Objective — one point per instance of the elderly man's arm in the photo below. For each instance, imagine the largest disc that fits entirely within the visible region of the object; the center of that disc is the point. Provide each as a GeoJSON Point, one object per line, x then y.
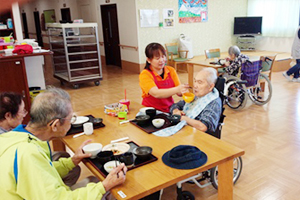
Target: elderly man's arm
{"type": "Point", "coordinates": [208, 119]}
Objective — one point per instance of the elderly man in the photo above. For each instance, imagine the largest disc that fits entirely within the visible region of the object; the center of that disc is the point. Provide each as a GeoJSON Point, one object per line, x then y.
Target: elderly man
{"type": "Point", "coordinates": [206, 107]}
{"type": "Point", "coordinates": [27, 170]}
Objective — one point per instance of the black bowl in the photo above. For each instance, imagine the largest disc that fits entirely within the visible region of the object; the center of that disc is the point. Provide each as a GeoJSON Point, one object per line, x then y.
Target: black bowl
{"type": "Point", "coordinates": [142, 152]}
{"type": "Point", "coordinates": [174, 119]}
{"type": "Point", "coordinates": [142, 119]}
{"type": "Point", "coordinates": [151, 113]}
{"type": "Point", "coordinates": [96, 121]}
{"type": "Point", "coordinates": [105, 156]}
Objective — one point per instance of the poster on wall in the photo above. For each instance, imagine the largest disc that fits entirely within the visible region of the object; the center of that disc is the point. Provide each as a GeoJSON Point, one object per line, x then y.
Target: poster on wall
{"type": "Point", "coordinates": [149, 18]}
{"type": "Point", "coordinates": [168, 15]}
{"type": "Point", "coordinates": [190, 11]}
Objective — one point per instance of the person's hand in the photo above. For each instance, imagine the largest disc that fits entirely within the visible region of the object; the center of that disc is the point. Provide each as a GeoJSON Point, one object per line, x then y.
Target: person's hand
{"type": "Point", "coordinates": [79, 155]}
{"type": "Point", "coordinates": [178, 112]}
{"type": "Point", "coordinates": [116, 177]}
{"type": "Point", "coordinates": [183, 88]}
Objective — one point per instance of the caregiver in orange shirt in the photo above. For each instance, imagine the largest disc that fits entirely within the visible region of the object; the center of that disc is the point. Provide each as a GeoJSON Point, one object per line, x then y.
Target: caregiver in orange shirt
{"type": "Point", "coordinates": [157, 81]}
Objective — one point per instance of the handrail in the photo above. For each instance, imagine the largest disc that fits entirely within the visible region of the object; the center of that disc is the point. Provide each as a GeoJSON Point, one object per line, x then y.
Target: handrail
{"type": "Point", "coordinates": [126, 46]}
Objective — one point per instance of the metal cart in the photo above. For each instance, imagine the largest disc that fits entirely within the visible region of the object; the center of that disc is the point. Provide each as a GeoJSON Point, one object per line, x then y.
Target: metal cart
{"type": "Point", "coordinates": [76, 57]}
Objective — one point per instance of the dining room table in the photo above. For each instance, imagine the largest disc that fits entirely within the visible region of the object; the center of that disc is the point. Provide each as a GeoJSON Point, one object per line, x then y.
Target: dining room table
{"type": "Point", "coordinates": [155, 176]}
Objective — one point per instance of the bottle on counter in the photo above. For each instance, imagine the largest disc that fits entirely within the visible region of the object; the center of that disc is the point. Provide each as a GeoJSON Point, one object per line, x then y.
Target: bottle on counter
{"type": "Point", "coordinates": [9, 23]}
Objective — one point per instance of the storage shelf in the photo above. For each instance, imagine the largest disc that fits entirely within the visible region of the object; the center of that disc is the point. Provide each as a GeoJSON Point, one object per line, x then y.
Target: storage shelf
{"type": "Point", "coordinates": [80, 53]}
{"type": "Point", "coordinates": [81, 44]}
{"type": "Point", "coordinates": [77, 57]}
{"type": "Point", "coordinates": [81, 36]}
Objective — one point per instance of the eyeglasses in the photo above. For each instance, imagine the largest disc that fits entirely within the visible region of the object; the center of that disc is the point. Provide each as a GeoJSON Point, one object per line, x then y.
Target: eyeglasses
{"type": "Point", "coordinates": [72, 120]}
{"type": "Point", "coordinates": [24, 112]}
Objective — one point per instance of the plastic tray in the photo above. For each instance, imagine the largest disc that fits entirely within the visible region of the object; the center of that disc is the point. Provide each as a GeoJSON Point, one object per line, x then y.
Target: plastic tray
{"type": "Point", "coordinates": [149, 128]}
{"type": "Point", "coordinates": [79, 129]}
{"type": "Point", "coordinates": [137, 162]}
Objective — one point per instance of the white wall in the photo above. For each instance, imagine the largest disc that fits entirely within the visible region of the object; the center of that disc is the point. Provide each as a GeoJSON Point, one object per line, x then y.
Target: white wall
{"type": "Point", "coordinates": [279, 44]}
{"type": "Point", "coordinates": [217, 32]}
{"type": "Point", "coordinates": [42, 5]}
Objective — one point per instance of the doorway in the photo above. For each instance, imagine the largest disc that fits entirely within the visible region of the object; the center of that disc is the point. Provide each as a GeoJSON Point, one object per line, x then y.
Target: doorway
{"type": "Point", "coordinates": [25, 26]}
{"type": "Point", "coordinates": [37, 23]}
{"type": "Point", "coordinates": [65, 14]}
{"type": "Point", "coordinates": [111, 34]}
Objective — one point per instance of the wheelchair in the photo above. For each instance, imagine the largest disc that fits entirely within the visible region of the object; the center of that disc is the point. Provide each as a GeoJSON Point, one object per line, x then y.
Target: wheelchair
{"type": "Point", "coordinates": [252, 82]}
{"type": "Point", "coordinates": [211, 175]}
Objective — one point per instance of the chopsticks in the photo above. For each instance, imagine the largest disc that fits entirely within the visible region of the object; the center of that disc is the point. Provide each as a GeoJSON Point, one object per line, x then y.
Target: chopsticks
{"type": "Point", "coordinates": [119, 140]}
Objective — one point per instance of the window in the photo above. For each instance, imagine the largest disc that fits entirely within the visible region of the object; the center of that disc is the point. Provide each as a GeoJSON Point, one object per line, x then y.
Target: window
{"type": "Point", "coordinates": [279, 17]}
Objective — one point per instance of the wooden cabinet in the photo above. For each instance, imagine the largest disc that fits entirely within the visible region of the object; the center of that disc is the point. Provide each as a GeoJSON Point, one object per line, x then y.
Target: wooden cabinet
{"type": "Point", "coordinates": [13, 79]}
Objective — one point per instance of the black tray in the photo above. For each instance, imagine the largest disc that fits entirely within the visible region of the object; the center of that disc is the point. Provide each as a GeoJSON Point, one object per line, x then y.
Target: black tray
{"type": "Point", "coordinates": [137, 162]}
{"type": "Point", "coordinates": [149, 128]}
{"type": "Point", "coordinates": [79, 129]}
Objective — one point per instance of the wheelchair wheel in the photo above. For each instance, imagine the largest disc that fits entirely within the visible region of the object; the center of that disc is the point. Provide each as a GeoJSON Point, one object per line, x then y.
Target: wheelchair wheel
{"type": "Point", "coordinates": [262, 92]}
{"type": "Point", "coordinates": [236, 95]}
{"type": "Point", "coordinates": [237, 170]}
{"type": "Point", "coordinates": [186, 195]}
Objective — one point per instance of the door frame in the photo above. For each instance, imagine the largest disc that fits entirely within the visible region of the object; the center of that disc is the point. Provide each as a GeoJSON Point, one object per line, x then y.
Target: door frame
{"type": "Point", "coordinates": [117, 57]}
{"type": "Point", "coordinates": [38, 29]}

* Aim of the exercise
In the listing above, locate the line with "Target: bottle on counter" and the line with "Objective — one point per instance of the storage", then extract exactly those lines and every line between them, and nothing more.

* Exercise solution
Target: bottle on counter
{"type": "Point", "coordinates": [9, 23]}
Objective — one point per instance of the storage shelf in the photo above. For each instance, imagine the largest disc that fits entirely within the visible region of the object; the center of that disc is the point. Provide each as a GeoJSON Point, one object per line, x then y.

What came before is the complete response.